> _GIVEN RECORDS_:
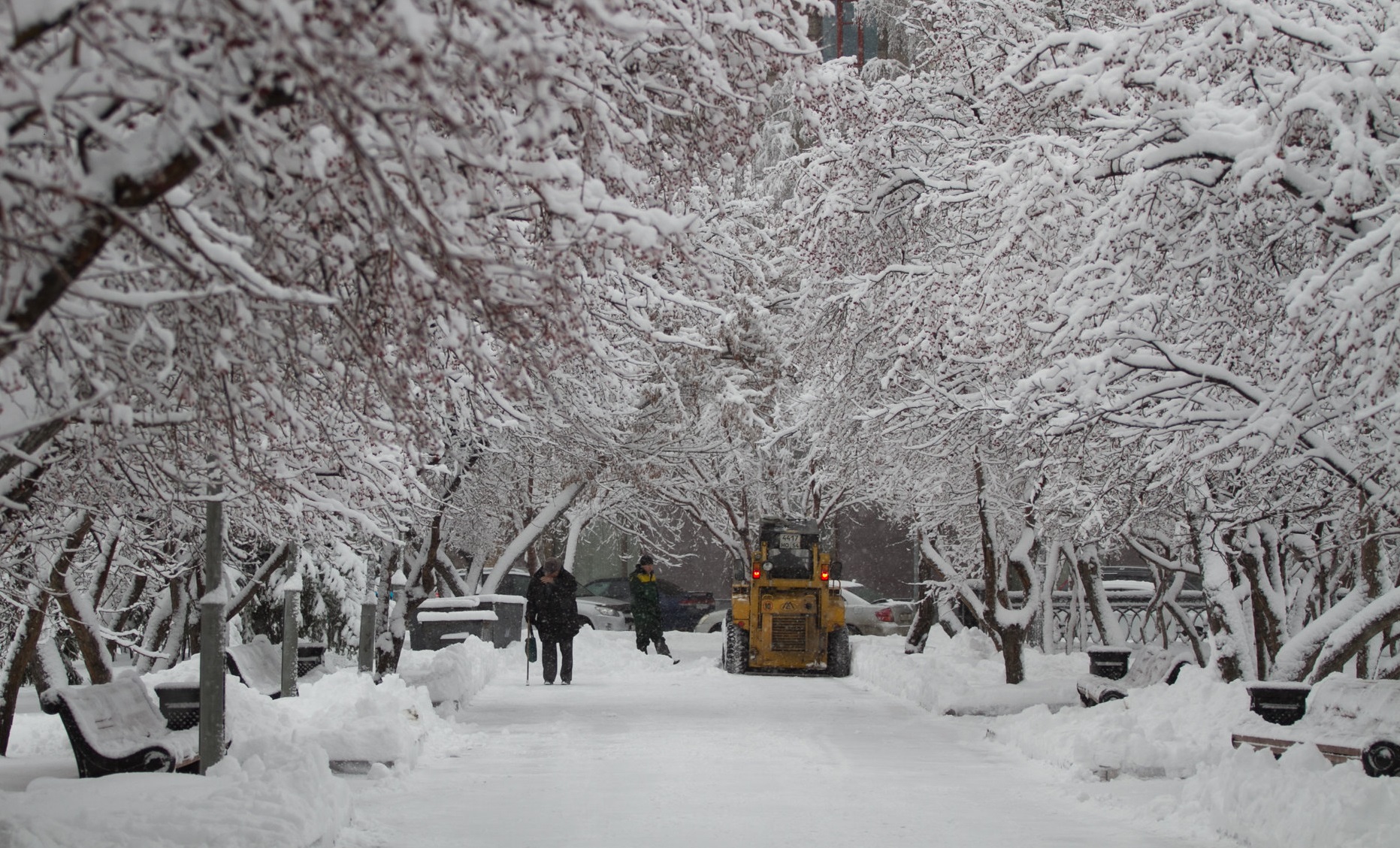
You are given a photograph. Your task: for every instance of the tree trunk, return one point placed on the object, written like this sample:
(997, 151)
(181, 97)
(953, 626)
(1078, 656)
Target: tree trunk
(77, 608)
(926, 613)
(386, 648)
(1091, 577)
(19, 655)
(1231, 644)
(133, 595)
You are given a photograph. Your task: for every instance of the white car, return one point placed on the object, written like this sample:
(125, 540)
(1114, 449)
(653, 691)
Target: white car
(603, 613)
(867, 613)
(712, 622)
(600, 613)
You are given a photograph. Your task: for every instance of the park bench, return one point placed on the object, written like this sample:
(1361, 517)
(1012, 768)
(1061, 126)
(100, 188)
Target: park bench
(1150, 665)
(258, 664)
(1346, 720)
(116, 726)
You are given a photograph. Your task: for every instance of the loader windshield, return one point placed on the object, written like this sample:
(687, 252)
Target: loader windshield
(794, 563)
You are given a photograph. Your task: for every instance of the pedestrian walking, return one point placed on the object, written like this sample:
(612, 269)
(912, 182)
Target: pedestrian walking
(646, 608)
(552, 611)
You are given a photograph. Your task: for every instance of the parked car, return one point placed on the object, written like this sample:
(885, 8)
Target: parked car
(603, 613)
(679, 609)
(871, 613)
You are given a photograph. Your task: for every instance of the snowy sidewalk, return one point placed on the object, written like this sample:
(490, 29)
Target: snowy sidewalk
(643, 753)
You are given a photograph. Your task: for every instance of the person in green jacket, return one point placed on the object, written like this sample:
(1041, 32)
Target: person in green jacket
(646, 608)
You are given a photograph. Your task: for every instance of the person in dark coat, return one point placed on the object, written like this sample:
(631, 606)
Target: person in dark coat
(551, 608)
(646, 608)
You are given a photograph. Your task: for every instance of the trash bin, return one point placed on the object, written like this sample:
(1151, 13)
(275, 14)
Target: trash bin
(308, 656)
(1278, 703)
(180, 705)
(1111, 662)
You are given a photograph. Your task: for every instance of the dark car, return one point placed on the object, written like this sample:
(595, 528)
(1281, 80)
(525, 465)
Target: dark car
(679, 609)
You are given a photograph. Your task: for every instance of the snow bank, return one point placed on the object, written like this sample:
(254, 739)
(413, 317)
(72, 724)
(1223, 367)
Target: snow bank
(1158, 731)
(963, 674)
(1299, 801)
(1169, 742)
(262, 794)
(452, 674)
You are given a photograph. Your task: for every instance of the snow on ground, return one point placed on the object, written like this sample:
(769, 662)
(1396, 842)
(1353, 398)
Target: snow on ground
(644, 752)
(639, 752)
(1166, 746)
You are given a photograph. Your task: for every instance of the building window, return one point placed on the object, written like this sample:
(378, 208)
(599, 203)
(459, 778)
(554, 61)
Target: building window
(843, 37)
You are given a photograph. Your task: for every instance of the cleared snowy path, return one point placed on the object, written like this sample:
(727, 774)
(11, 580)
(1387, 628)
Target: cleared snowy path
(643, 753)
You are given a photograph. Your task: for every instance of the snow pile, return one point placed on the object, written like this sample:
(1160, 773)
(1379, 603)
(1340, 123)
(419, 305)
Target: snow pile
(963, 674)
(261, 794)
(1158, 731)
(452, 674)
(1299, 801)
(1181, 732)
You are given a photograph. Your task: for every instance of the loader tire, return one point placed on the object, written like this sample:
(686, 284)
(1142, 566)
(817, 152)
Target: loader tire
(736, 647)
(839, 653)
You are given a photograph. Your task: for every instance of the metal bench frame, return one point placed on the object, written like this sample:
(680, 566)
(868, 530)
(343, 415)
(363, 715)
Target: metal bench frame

> _ABOUT THIS EXERCISE_:
Write out every line of the entries above exactly, and omit their pictures.

> _FINISHED EXERCISE_:
You are given a photograph. Your task: for every instance of the tree trunk, return one point placed on the object, written like this sample:
(997, 151)
(181, 97)
(953, 626)
(1078, 656)
Target: tree trunk
(77, 608)
(926, 613)
(386, 648)
(1091, 577)
(19, 655)
(1231, 644)
(133, 595)
You are given a photograph. Your task: for every instance of the white car, return one point placed on the object, written like this sample:
(125, 540)
(1114, 449)
(653, 691)
Target: white car
(603, 613)
(867, 613)
(712, 622)
(600, 613)
You are given a photograph. Your task: for every instance of the park bench, return one point placed on the object, written like this sample:
(1361, 517)
(1012, 768)
(1061, 126)
(100, 188)
Target: park bench
(1150, 665)
(258, 664)
(1346, 720)
(116, 726)
You are given a photograph. Your task: for every instance of the loader windshield, return one point placed on the object, written like this sample:
(687, 252)
Target: loader windshield
(794, 563)
You are given a photograph. Your task: for every instance of the pedestrian walking, return one point placed on the object, written like this sample:
(612, 269)
(912, 182)
Target: pedestrian walking
(646, 608)
(552, 611)
You are given a photograph. Your task: for every instance of the parked car, return one point placed on the object, written like this sample:
(885, 8)
Target: parked car
(603, 613)
(679, 609)
(871, 613)
You are given a photograph. Your task: for every instance of the snowy sidewalk, return one point placed on the object, written like this sample:
(490, 29)
Target: snowy sidewalk
(643, 753)
You are given a photograph. Your task: for every instance of the person in green jacket, return one point placed on the object, written like this sample:
(1041, 32)
Target: person in green jacket
(646, 608)
You are given a photograph. Your task: for every instance of the person in dark coat, return one point placed on the object, written like this sample:
(631, 606)
Target: person in dark coat
(551, 608)
(646, 608)
You are given a photograph. Your task: for every instance of the trash bin, return one point placed on the object, written like this sample:
(1151, 13)
(275, 14)
Target: trash bin
(308, 656)
(1278, 703)
(180, 705)
(1111, 662)
You are given a photograph. Your task: for every instance of the dark car, return one point placed on the object, written like this sample:
(595, 528)
(1281, 80)
(525, 465)
Target: dark car
(679, 609)
You are given a photograph. Your task: for every instance of the snow bank, return one point placed on the object, written like this sample:
(254, 739)
(413, 317)
(72, 724)
(1223, 367)
Target: snow bank
(1158, 731)
(963, 674)
(1299, 801)
(1169, 742)
(262, 794)
(452, 674)
You are given a photograph. Your task: for every instance of the snow on ground, return one point placed on the object, written like this sample:
(769, 662)
(1396, 842)
(1353, 398)
Target: snow on ground
(644, 752)
(639, 752)
(1166, 746)
You are given a photograph. Your task: for every instance of the building window, return one point placed on the object, written like this sample:
(378, 208)
(599, 203)
(459, 778)
(554, 61)
Target: building window
(843, 37)
You are given a photograph. Your task: for every instance of the cleared snowy path, return one point placed on the object, written like this sample:
(727, 774)
(11, 580)
(1387, 628)
Target: cleared snowy path
(643, 753)
You are given a photograph. Your task: for every instance of the snow pile, return one point placed on the object, written like this sample:
(1160, 773)
(1379, 603)
(1340, 123)
(419, 305)
Target: snow pile
(963, 674)
(261, 794)
(1158, 731)
(452, 674)
(1299, 801)
(1181, 732)
You are given a photograph. Your task: for every instance of the loader tire, return one point placed on the object, written like this sample:
(686, 284)
(1142, 566)
(817, 152)
Target: loader tire
(736, 647)
(839, 653)
You are given a photograph. Your task: for every instance of the metal bench frame, return one point placed on the object, written like this sample:
(680, 566)
(868, 530)
(343, 415)
(363, 715)
Target: metal bench frame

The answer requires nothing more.